__Source document__

::::

Sacroiliac Joint Disorders FAQs

Women may be at increased risk for SI joint problems because of their broader pelvises, and greater curvature of the lumbar spine, which result in different SI joint biomechanics. Women also have more elastin in the collagen that makes up their ligaments. Elastin is a molecule that allows increased flexibility of ligaments. In addition, pregnancy often results in stretching of the sacroiliac ligaments. Some women have permanent changes to the SI joint ligaments as a result of pregnancy and vaginal childbirth.

If you have trouble sleeping comfortably, or frequently experience your leg giving way, pain in certain lying or bending positions, or tenderness in your buttocks, you may have an SI joint disorder.

It is not always easy to diagnose SI joint disorders, but provocative tests and injections are helpful for confirming the SI joint as the pain source. Sometimes your physical findings indicate a SI joint condition, but chronic changes may also be seen in your lumbar spine.

The iFuse Implant System (“iFuse”) is intended for sacroiliac joint fusion for conditions including sacroiliac joint dysfunction that is a direct result of sacroiliac joint disruptions and degenerative sacroiliitis. This includes conditions whose symptoms began during pregnancy or in the peripartum period and have persisted postpartum for more than 6 months.

You will be told when to stop eating and drinking before surgery. If you take a daily medication, ask if you should still take it the morning of the surgery. It is critical to inform Dr. Ball if you are taking any blood-thinning medication. At the hospital, your temperature, pulse, breathing, and blood pressure will be checked. An IV (intravenous) line may be started to provide fluids and medications needed during surgery.

The SI joint fusion is performed in an operating room with either general or spinal anesthesia. You will be lying face down while your surgeon uses a specially designed system to guide the instruments that prepare the bone and insert the implants. Both the surgical technique and the iFuse Implant System are designed to offer maximum protection to your surrounding tissues.

The entire procedure is performed through a small incision, approximately 2-3 inches long, along the side of your buttock. During the procedure, fluoroscopy provides your surgeon with live imaging to enable proper placement of the implants. Normally, three implants are used, depending on your size.

::::

__Study material__

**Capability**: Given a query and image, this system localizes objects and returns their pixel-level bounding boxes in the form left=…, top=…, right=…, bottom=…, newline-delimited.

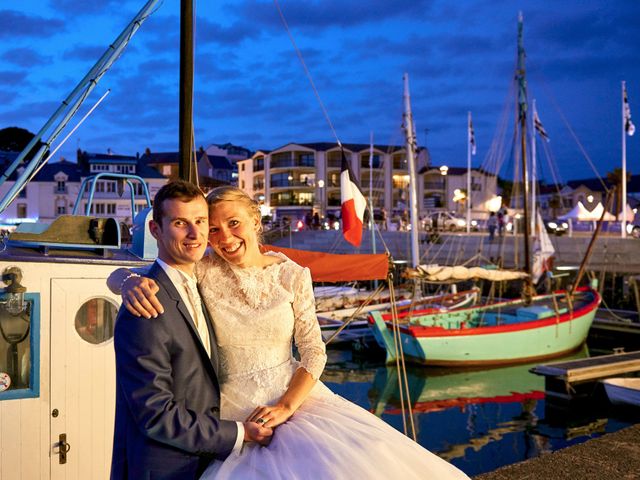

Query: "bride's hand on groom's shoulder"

::::

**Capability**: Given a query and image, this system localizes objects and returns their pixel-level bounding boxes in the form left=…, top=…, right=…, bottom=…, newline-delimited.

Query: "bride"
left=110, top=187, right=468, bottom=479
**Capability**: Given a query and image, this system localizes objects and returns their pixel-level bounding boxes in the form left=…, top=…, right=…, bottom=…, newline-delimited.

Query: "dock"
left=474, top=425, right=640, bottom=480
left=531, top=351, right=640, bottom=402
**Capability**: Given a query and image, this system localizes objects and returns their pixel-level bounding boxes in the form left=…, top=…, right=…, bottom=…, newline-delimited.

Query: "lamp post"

::::

Continue the sacroiliac joint FAQ from its last sentence.

The procedure takes approximately 1 hour. You may feel comfortable enough to return home the same day of surgery or perhaps the morning after. Dr. Ball will make this decision based on your post-surgical status.

Clinical studies have demonstrated that treatment with the iFuse Implant System improved pain, patient function, and quality of life.

There are potential risks associated with the iFuse Implant System. It may not be appropriate for all patients and all patients may not benefit. For information about the risks, visit www.si-bone.com/risks.

The benefits of the iFuse Implant System include:

  • It is a minimally invasive surgical approach.
  • The triangular implant profile minimizes rotation and an interference fit minimizes micromotion.
  • The porous surface promotes bony ongrowth and ingrowth.
  • It is designed especially to stabilize and fuse the heavily loaded SI joint.
  • The rigid titanium construction and implant geometry provide immediate stabilization.

The iFuse ImplantsTM have a unique triangular shaped design to maintain their implant position over time. The implants allow for bony ongrowth and ingrowth and promote fusion of the SI joint over time.

The iFuse Implants are small titanium rods about the size of your little finger. Titanium is a very strong but lightweight material, commonly used for medical device implants.

At the time of discharge, Dr. Ball will provide post-surgical care instructions based on your medical health. He will also arrange for follow-up visits to assess your progress, the status of your incision, and your health status. You may experience some post-op buttock swelling, which can be alleviated by icing the region after surgery.

After surgery, you will be partial weight-bearing for 3-4 weeks with the use of crutches or a walker. Dr. Ball will assess your progress and decide when you can return to full weight-bearing and resume your daily activities.

A patient with this device can be scanned safely, immediately after placement, with some conditions. Dr. Ball can advise further on this issue.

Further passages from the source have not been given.